● ИСХОДНЫЙ ФРАГМЕНТ:
————————

Особую роль в истории японских игр суждено было сыграть каиавасэ, поскольку именно с ней связывается дальнейшее преобразование этого развлечения в карточную игру. Это была популярная, особенно среди женщин, игра с использованием редких и диковинных раковинок моллюска хамагури, игра, связанная с составлением и подбором друг к другу двух створок раковин, В ней использовалось 360 таких раковин В центре круга, образованного сидящими игроками, выкладывались концентрическими кругами половинки раковинок — дзикаи (букв, «лежащие на земле раковины»), обычно 12 штук. Затем из специального ящика доставали по одной другие половинки — дасигаи (букв, «выставляемые раковины»). Задача заключалась в том, чтобы отыскать среди них совпадающие по рисунку раковины. Найдя пару, игрок накрывал створкой дасигаи лежащую на «земле» створку дэикаи. Отсюда и один из вариантов названий игры — каиоои («накрывание раковин»). Игрок, у которого набиралось самое большое количество совпавших половинок раковин, объявлялся победителем.

Игра в раковины первоначально была популярна только в аристократических кругах, но в дальнейшем она получила распространение и среди самурайского сословия. К началу эпохи Эдо (1603-1868) в эту игру стали играть и обычные горожане. К тому времени содержание состязания изменилось: на внутреннюю часть раковин наносились либо рисунки с сюжетами, взятыми из популярных литературных произведений (например, из знаменитой «Повести о Гэндзи»), либо отрывки стихотворений.

По аналогии с игрой каиоои, сначала в круг выкладывали створки раковин с написанной на внутренней части заключительной частью стихотворения. Затем, держа в руке створки дасигаи, где были написаны начальные строчки стихотворений, играющие старались из множества раковин подобрать соответствующие друг другу половинки, чтобы составить полное стихотворение. Такие полностью подходящие друг к другу пары раковинок ассоциировались с понятием энмусуби, то есть «соединение судеб» (так же назывались прикрепленные к ограде или деревьям на территории храма таблички с именами мужчины и женщины — как залог будущего брака). Со временем возник даже обычай дарить молодоженам пару раковин каиоои.

Первые японские карты

С появлением на японском архипелаге европейцев, а вместе с ними и бумажных карт, произошло постепенное вытеснение игр в раковины: люди сочли бумажные карты более удобными, Появились сделанные уже из бумаги поэтические карты ута-карута («карты со стихами») и изобразительные карты э-карута («карты с картинами»). Принципы игры при этом оставались прежними, те. под «японскими картами» понимается игра, более всего напоминающая лото.

————————

● ЗАДАНИЕ: Перепечатайте из фрагмента об игре в раковины отрезок от слов «Игра в раковины» до слов «либо отрывки стихотворений.» включительно, без единого изменения. Листинг с фрагментом об игре в раковины никак не связан.

————————

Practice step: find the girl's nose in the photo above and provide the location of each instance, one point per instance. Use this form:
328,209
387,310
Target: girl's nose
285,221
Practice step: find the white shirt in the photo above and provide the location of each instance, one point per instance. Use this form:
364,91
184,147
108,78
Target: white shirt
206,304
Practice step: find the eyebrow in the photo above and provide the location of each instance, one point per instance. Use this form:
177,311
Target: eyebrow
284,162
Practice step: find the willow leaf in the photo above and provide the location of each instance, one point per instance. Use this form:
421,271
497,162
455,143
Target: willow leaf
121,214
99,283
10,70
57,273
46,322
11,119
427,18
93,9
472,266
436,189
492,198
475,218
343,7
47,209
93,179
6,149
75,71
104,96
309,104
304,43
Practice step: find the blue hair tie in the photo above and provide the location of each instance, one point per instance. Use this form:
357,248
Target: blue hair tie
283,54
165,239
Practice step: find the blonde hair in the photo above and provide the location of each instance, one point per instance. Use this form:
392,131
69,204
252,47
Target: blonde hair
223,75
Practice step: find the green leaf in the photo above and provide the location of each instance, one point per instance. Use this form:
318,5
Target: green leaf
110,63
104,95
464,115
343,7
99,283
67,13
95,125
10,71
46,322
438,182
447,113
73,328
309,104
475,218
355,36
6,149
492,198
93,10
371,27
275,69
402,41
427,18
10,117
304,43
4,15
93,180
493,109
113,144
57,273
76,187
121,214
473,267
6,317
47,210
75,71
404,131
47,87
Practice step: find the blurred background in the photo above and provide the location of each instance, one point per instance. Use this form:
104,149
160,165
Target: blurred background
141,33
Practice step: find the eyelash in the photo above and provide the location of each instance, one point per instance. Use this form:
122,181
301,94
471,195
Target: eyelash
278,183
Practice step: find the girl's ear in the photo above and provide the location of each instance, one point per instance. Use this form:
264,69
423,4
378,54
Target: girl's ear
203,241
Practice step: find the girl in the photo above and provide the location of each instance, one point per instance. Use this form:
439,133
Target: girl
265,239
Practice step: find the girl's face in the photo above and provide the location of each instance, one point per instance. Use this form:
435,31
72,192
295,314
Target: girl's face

————————

● ОТВЕТ:
Игра в раковины первоначально была популярна только в аристократических кругах, но в дальнейшем она получила распространение и среди самурайского сословия. К началу эпохи Эдо (1603-1868) в эту игру стали играть и обычные горожане. К тому времени содержание состязания изменилось: на внутреннюю часть раковин наносились либо рисунки с сюжетами, взятыми из популярных литературных произведений (например, из знаменитой «Повести о Гэндзи»), либо отрывки стихотворений.